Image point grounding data
• • •

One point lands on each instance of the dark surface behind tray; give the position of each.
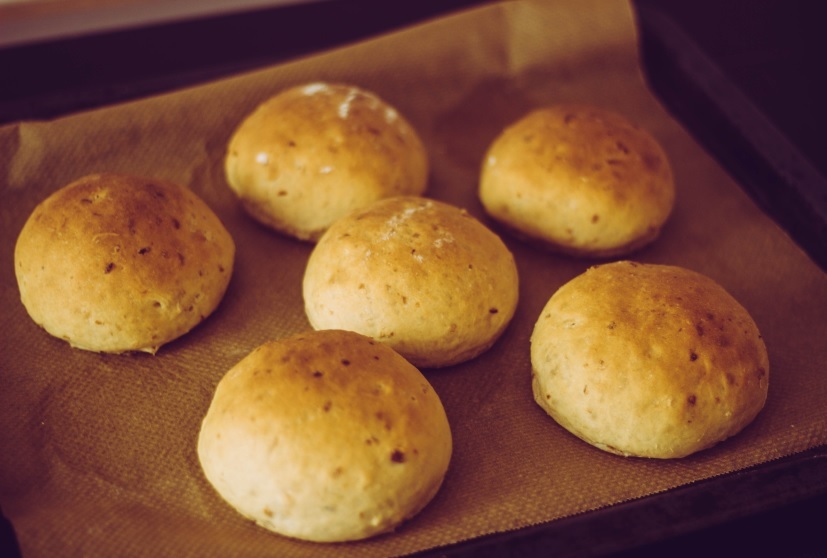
(764, 50)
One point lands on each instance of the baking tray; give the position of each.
(782, 483)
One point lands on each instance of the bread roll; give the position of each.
(114, 263)
(648, 360)
(316, 152)
(325, 436)
(423, 276)
(580, 180)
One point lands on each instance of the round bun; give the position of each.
(115, 263)
(313, 153)
(327, 436)
(580, 180)
(648, 360)
(423, 276)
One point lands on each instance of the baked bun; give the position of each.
(423, 276)
(648, 360)
(316, 152)
(327, 436)
(580, 180)
(115, 263)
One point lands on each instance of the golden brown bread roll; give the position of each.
(648, 360)
(314, 153)
(581, 180)
(114, 263)
(325, 436)
(423, 276)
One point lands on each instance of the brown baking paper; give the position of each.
(97, 452)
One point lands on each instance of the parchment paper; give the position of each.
(97, 452)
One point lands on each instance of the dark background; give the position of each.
(746, 78)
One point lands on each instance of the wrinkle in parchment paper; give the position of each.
(97, 452)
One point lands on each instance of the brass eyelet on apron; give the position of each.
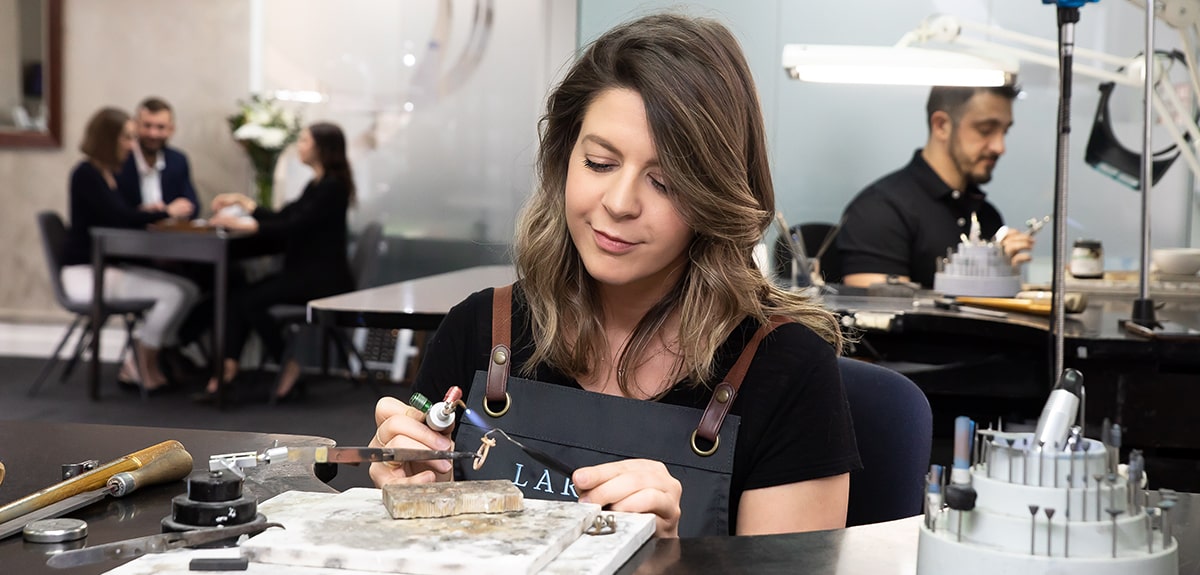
(702, 453)
(508, 403)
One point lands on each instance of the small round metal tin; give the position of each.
(55, 529)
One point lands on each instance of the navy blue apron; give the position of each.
(583, 429)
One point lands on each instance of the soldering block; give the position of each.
(444, 499)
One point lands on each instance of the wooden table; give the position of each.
(34, 451)
(186, 246)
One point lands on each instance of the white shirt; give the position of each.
(151, 177)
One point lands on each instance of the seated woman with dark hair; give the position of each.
(315, 264)
(95, 202)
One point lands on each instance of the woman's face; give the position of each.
(306, 149)
(126, 141)
(622, 221)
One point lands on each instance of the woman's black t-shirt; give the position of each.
(795, 417)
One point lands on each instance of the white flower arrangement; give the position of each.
(263, 123)
(264, 130)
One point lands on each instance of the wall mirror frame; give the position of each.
(52, 78)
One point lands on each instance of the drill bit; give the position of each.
(1033, 526)
(1049, 513)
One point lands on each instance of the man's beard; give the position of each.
(966, 166)
(151, 149)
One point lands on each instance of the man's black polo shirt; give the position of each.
(904, 222)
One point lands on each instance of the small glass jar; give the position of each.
(1087, 259)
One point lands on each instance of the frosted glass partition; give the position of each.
(828, 142)
(439, 101)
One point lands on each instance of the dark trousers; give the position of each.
(247, 311)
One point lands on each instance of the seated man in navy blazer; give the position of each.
(155, 175)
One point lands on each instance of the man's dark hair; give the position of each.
(953, 99)
(155, 105)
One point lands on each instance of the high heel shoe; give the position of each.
(127, 376)
(295, 395)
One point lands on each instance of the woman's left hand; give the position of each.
(240, 223)
(635, 486)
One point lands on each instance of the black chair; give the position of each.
(294, 317)
(894, 427)
(54, 238)
(815, 235)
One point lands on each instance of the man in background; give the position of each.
(155, 174)
(903, 223)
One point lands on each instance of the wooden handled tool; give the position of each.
(1073, 303)
(163, 462)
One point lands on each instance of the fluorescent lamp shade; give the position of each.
(894, 66)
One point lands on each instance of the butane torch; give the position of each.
(441, 415)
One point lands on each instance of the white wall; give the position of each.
(461, 162)
(828, 142)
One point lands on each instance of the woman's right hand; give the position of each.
(226, 199)
(400, 425)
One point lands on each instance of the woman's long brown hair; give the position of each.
(707, 125)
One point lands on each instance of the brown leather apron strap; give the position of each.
(727, 390)
(502, 345)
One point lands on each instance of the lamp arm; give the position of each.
(1189, 60)
(1186, 150)
(1041, 43)
(1051, 61)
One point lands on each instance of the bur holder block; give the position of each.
(995, 537)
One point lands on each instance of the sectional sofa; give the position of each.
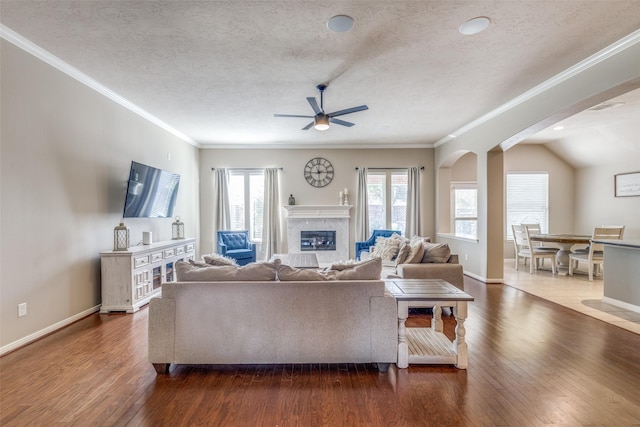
(269, 313)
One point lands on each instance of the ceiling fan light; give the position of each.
(321, 122)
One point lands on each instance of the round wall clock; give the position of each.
(318, 172)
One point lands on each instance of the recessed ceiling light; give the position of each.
(606, 106)
(340, 23)
(474, 26)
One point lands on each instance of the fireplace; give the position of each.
(317, 240)
(319, 219)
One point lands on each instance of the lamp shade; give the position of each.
(321, 122)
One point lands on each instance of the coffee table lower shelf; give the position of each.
(429, 347)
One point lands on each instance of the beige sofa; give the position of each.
(416, 258)
(450, 271)
(272, 321)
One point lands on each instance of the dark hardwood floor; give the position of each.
(531, 363)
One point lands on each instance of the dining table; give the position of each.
(565, 242)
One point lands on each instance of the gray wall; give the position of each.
(65, 157)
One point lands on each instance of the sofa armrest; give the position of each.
(161, 336)
(452, 273)
(384, 329)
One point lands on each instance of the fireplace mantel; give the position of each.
(317, 211)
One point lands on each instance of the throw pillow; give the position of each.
(387, 247)
(436, 252)
(365, 270)
(339, 266)
(286, 273)
(217, 259)
(416, 253)
(198, 264)
(259, 271)
(403, 252)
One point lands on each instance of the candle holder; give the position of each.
(177, 229)
(121, 237)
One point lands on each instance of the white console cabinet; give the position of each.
(131, 278)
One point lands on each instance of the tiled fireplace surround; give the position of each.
(319, 218)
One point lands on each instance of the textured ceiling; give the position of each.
(217, 71)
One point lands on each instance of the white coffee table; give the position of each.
(430, 345)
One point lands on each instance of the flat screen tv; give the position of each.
(151, 192)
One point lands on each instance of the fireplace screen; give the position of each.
(317, 240)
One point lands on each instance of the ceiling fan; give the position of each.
(321, 119)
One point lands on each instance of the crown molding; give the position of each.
(593, 60)
(50, 59)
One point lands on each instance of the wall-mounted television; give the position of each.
(151, 192)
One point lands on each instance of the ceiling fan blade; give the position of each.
(292, 115)
(341, 122)
(314, 104)
(348, 111)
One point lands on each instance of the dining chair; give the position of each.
(534, 228)
(523, 249)
(594, 258)
(539, 253)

• • •

§ **YOUR GOAL**
Word for word, repeat the lines of data above, omitting every picture.

§ **SOLUTION BELOW**
One point lands on each instance of the dark surface behind tray; give the position of each.
(764, 50)
One point lands on each instance of the baking tray; give the position of each.
(782, 483)
One point lands on each instance of the bread roll; give the position of each.
(114, 263)
(648, 360)
(316, 152)
(325, 436)
(423, 276)
(580, 180)
One point lands on each instance of the round bun; give the position of each.
(115, 263)
(313, 153)
(327, 436)
(580, 180)
(648, 360)
(423, 276)
One point lands on each instance of the baked bun; give the position of each.
(423, 276)
(648, 360)
(316, 152)
(327, 436)
(580, 180)
(115, 263)
One point lands on each instance of the golden brown bread roll; give the position of each.
(648, 360)
(314, 153)
(581, 180)
(114, 263)
(325, 436)
(423, 276)
One point lands on each instance of the brown baking paper; give the position of each.
(97, 452)
One point lands on each instance of the parchment paper; give the position of each.
(97, 452)
One point lands on each instance of the dark background; give the position of each.
(746, 78)
One point lands on each instance of the wrinkle in parchment paper; give the position of each.
(97, 452)
One point lands on each instance of the brass eyelet on apron; give the position of each.
(702, 453)
(508, 403)
One point lands on each instance of the small round metal tin; give the position of each.
(55, 529)
One point lands on each instance of the navy blue apron; give the position of each.
(583, 429)
One point lands on each instance of the soldering block; give the position of each.
(444, 499)
One point lands on each instance of the wooden table; give the position of each.
(34, 451)
(186, 246)
One point lands on each instance of the white shirt; give the position of each.
(151, 177)
One point lands on each instance of the seated woman with dark hair; give the position of each.
(315, 264)
(95, 202)
One point lands on each instance of the woman's face; give the position of each.
(306, 149)
(126, 141)
(622, 221)
One point lands on each instance of the woman's black t-shirt; give the position of each.
(795, 417)
One point lands on each instance of the white flower arrangement; give the position of each.
(263, 123)
(264, 130)
One point lands on each instance of the wall mirror frame; give the position of each.
(52, 78)
One point lands on each instance of the drill bit; give the position of each.
(1033, 526)
(1049, 513)
One point lands on each instance of the man's beard; give the position of each.
(966, 166)
(151, 149)
One point lands on each instance of the man's black polo shirt; give the position of each.
(904, 222)
One point lands on each instance of the small glass jar; give the position of each.
(1087, 259)
One point lands on each instance of the frosted glass partition; give the position of each.
(828, 142)
(439, 101)
One point lands on each instance of the dark trousers; give the position of each.
(247, 311)
One point lands on each instance of the seated man in navy blazer; give the position of each.
(155, 175)
One point lands on each instance of the man's dark hair; give the position of each.
(953, 99)
(155, 105)
One point lands on each instance of the high heel shoe; give the position of each.
(127, 376)
(295, 395)
One point lands on each instance of the woman's left hand; give the position of each.
(240, 223)
(635, 486)
One point lands on each instance of the black chair; give the position of each.
(294, 317)
(894, 427)
(54, 238)
(815, 235)
One point lands on each instance of the man in background; give the position of each.
(155, 174)
(903, 223)
One point lands on each instance of the wooden handled tool; give the position of each.
(1073, 303)
(163, 462)
One point lands on each instance of the fluorescent lamp shade; give the position of each.
(894, 66)
One point lands on each instance of the butane torch; give the position of each.
(441, 415)
One point lands on each instance of the white wall; give the position of each.
(461, 162)
(828, 142)
One point lands on each instance of the woman's right hand; give the position of each.
(226, 199)
(400, 425)
One point lands on each instance of the woman's long brown hair; give the position of each.
(707, 125)
One point lands on each instance of the brown leather apron strap; give the position of each.
(727, 390)
(502, 345)
One point lands on each instance of the lamp arm; give the position of each.
(1189, 60)
(1186, 150)
(1041, 43)
(1051, 61)
One point lands on each instance of the bur holder block; give the position of each.
(995, 537)
One point lands on each instance of the sectional sofa; give the position of each.
(269, 313)
One point lands on each instance of the ceiling fan light; give the position of each.
(321, 122)
One point lands on each instance of the round wall clock; give the position of each.
(318, 172)
One point lands on each instance of the recessed ceiling light; give the position of each.
(606, 106)
(340, 23)
(474, 26)
One point lands on each instance of the fireplace; give the position of each.
(317, 240)
(319, 219)
One point lands on each instance of the lamp shade; give the position of each.
(321, 122)
One point lands on each instance of the coffee table lower shelf; give the position of each.
(429, 347)
One point lands on each instance of the beige sofa; give the position of each.
(416, 258)
(450, 271)
(272, 321)
One point lands on each instance of the dark hardwood floor; give the position of each.
(531, 363)
One point lands on each instance of the dining table; give the position of each.
(565, 242)
One point lands on each instance of the gray wall; give the position of each.
(65, 157)
One point lands on each instance of the sofa armrest; give the position of each.
(161, 336)
(452, 273)
(384, 329)
One point lands on each instance of the fireplace mantel; give the position of each.
(317, 211)
One point lands on each instance of the throw pillow; give the position of each.
(387, 247)
(436, 252)
(365, 270)
(339, 266)
(286, 273)
(217, 259)
(416, 253)
(198, 264)
(259, 271)
(403, 252)
One point lands on each instance of the candle holder; give the position of each.
(177, 229)
(121, 237)
One point lands on each instance of the white console cabinet; give the position of each.
(131, 278)
One point lands on each instance of the tiled fireplace surround; give the position of each.
(319, 218)
One point lands on each instance of the textured ceiling; give the position of each.
(217, 71)
One point lands on each instance of the white coffee table; give the position of each.
(430, 345)
One point lands on each instance of the flat screen tv; give the position of each.
(151, 192)
One point lands on each instance of the fireplace screen; give the position of each.
(317, 240)
One point lands on each instance of the ceiling fan; give the position of each.
(321, 119)
One point lands on each instance of the crown molding; give the position of each.
(593, 60)
(50, 59)
One point lands on each instance of the wall-mounted television; give the position of each.
(151, 192)
One point lands on each instance of the ceiling fan blade; give the position of each.
(292, 115)
(341, 122)
(314, 104)
(348, 111)
One point lands on each instance of the dining chair; give the position of each.
(534, 228)
(523, 249)
(594, 258)
(539, 253)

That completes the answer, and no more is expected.